* Written exercise *
Reproduce verbatim the passage of the pandas KeyError thread starting at "But, I'm not" and ending at "Thanks in advance!".

* Provided text *
==========

Reputation: 2533
I have the following (toy) data set:
import pandas as pd
import numpy as np
df = pd.DataFrame({'Manufacturer':['Allen Edmonds', 'Louis Vuitton 23', 'Louis Vuitton 8', 'Gulfstream', 'Bombardier', '23 - Louis Vuitton', 'Louis Vuitton 20'],
'System':['None', 'None', '14 Platinum', 'Gold', 'None', 'Platinum 905', 'None']
})
Next, I create a column named Manufacturer
based on the two existing columns:
df.loc[(df['Manufacturer'].str.contains('Louis')) &
(df['System'].str.contains('Platinum')),
'Pricing'] = 'East Coast'
On the toy data set, this approach works as expected. However, on the production data (which, unfortunately, I cannot share), I see the following error message:
KeyError: "None of [Float64Index([nan, nan, nan, nan, nan, nan...], \n dtype='float64', length=583)] are in the [index]"
At first, I thought that the error might be caused by whitespace in the column headers. But, it doesn't look like this is the case.
The column headers are assigned as follows:
for elem in elements:
d = {
'Manufacturer' : issue.fields.manufacturer,
'System' : issue.fields.system
}
(the data comes from a database)
Any idea what might be causing this Key Error?
Maybe I need to use an adaptation of:
df['Pricing'] = np.where(df['Manufacturer'].str.contains('Louis'), 'East Coast', 'None')
But, I'm not sure how to use np.where
with two conditions... (see How to create a column in a Pandas dataframe based on a conditional substring search of one or more OTHER columns for my original question).
Thanks in advance!
Upvotes: 1
Views: 195
Reputation: 1094
it's hard to understand error without the data.
you can try np.where on 2 conditions this way:
df['Pricing']=np.where((df['Manufacturer'].str.contains('Louis') & df['System'].str.contains('Platinum')), 'East Coast', None)
Upvotes: 1

==========

* Given records *
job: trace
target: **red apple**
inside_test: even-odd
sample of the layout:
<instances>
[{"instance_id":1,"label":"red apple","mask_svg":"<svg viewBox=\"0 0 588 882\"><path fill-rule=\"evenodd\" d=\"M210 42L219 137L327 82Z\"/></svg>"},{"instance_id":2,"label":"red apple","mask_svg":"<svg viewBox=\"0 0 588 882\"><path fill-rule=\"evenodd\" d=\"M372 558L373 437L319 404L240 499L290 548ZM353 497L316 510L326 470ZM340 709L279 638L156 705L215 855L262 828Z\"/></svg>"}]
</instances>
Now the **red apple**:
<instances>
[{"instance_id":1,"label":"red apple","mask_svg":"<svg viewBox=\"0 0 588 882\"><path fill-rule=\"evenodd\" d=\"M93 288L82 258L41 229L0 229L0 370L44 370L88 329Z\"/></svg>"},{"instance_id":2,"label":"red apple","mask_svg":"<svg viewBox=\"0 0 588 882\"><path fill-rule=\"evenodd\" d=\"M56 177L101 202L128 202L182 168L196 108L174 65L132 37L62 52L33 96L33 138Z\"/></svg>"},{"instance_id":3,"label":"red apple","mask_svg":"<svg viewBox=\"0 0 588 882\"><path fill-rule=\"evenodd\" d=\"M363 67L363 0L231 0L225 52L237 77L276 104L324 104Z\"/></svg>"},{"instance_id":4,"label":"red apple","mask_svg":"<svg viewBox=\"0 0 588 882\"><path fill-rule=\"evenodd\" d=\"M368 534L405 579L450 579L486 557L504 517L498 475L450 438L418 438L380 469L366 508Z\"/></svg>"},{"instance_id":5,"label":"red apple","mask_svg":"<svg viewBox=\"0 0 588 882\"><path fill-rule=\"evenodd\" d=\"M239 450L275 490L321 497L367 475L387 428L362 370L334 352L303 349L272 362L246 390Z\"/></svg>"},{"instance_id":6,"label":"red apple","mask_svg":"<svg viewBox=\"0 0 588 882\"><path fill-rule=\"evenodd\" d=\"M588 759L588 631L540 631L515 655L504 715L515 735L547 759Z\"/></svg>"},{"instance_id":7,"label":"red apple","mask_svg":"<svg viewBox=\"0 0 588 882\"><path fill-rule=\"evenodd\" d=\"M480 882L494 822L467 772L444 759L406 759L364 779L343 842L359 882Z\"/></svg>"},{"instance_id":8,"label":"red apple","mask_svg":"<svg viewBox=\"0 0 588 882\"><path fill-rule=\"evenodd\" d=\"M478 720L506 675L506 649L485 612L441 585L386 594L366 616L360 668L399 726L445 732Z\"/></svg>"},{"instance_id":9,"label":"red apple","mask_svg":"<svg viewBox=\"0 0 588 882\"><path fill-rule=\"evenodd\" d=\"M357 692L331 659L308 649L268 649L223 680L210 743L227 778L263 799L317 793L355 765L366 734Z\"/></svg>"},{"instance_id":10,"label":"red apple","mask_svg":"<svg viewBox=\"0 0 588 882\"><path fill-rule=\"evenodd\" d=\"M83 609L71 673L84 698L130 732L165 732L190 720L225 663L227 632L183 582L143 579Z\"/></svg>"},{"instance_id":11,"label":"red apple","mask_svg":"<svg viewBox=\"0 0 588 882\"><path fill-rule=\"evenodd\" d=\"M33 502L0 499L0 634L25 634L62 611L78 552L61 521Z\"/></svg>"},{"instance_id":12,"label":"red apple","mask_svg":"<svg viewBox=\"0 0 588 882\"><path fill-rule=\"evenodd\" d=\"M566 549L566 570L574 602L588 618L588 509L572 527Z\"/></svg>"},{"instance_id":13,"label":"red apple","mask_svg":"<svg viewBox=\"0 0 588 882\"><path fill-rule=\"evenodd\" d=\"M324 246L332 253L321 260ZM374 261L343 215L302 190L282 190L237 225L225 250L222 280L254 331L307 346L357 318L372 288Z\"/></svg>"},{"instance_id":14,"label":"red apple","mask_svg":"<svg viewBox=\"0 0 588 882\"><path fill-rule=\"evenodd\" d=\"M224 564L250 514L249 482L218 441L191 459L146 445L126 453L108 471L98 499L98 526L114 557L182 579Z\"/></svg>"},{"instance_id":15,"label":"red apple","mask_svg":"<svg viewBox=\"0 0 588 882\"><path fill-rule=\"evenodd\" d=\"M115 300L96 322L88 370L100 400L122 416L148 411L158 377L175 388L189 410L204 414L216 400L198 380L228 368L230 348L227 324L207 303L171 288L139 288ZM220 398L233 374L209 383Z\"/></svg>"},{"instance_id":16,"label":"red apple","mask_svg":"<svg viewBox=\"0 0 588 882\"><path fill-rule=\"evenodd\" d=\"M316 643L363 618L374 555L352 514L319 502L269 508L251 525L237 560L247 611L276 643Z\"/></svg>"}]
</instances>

==========

* Final answer *
But, I'm not sure how to use np.where
with two conditions... (see How to create a column in a Pandas dataframe based on a conditional substring search of one or more OTHER columns for my original question).
Thanks in advance!